> **WHAT YOU NEED TO DO**
Transcribe the records from the line containing "Task: place one keypoint on every instance of the white tour" onward, up to and including the final line, exactly and without anything else.

> **MATERIAL SUPPLIED**
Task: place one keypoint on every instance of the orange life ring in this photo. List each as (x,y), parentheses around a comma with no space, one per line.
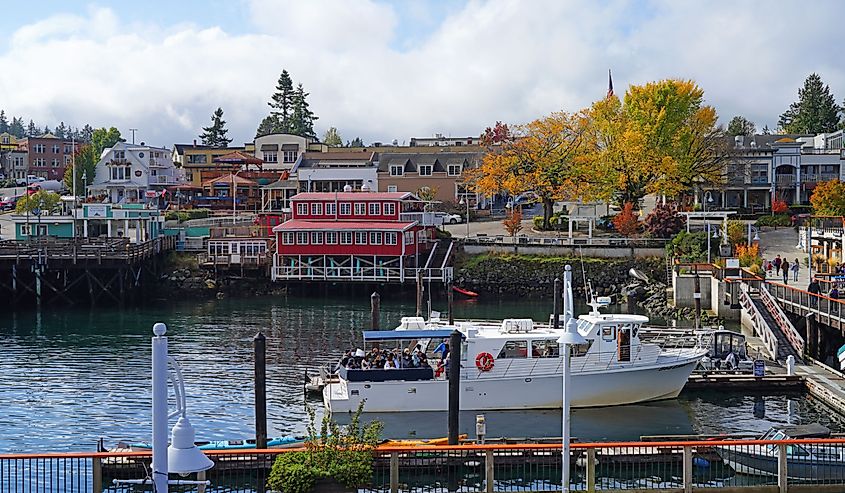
(484,361)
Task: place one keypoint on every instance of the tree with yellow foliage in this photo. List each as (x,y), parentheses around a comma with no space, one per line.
(546,156)
(662,139)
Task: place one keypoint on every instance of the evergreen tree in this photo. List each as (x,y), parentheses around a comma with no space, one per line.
(302,118)
(215,135)
(815,111)
(740,125)
(282,103)
(16,128)
(332,138)
(267,126)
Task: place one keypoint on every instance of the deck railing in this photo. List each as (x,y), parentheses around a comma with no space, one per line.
(771,466)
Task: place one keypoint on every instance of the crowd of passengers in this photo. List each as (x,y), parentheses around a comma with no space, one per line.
(389,359)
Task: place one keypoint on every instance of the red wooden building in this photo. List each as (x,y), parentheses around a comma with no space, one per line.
(356,236)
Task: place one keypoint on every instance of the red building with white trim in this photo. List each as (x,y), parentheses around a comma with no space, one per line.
(354,236)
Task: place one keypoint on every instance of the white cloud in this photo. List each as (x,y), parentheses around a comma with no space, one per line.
(489,60)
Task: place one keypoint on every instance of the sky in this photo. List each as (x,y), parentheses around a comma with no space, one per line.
(384,70)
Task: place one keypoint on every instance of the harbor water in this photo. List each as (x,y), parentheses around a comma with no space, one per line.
(71,376)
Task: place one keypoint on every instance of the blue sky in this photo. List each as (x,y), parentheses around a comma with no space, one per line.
(394,70)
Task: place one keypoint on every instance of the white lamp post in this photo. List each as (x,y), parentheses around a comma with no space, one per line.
(569,337)
(182,456)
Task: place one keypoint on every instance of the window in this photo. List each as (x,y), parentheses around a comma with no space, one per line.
(547,348)
(514,349)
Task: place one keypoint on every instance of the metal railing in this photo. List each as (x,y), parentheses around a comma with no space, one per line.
(683,466)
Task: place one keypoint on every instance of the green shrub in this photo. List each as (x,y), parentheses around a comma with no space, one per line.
(776,220)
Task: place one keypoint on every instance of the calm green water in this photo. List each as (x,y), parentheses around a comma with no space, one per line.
(70,376)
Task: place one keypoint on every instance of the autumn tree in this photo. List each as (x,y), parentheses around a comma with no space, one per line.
(546,156)
(828,198)
(815,111)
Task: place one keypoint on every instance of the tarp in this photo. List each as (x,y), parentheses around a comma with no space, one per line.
(386,335)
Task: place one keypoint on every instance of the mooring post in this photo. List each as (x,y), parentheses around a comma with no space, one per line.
(375,307)
(454,385)
(556,305)
(260,344)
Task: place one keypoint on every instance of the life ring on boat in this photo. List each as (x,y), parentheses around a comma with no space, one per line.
(484,361)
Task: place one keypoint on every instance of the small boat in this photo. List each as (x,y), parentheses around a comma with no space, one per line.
(811,461)
(465,292)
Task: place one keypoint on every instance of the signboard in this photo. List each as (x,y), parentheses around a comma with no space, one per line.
(96,210)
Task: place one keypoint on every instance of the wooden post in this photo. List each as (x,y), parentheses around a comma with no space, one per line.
(375,306)
(260,345)
(489,480)
(394,472)
(783,478)
(454,385)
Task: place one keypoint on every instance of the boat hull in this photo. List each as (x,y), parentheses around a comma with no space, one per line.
(589,389)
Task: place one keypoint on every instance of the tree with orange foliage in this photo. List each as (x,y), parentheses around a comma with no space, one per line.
(546,156)
(626,222)
(513,223)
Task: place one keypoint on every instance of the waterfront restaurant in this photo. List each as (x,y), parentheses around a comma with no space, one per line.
(353,236)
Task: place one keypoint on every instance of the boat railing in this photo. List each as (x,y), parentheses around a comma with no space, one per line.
(665,466)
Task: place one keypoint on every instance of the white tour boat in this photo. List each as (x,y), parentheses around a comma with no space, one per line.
(516,364)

> **RESPONSE TO THIS TASK**
Task: place one keypoint on every instance of the white tour boat in this photo. List each as (x,y), parentheses around a comma with no space, one per line.
(516,364)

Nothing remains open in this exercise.